(Aim of the task)
Without including any pictures, reproduce all the lines below word for word.

(Exercise material)
------------------------------

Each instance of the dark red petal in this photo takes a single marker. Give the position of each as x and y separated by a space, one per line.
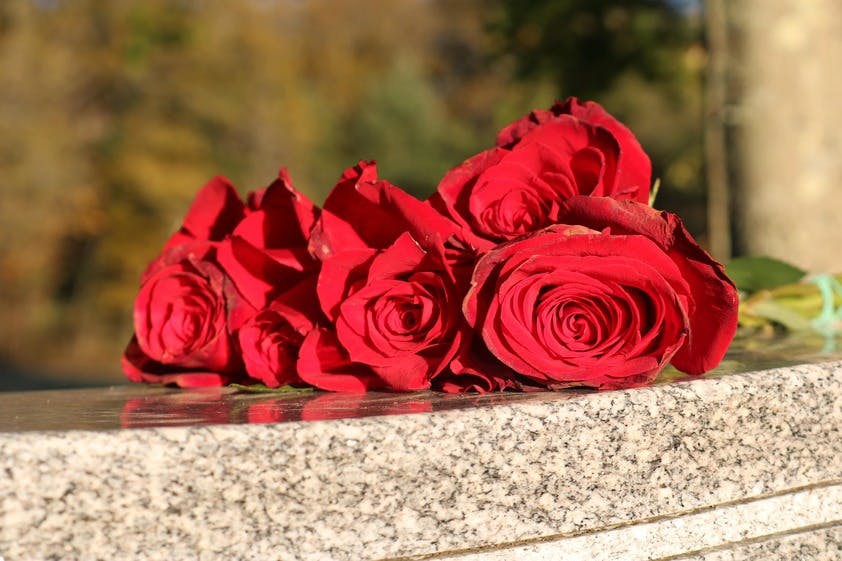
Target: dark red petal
324 364
713 309
215 212
350 220
339 275
257 276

------------------------------

(Expected answer)
Each instance of the dark red petal in this photo takes a single marker. Give the position of each as x and y separated by a space, one per line.
Target: dark red petal
324 364
713 309
215 212
350 220
339 275
257 276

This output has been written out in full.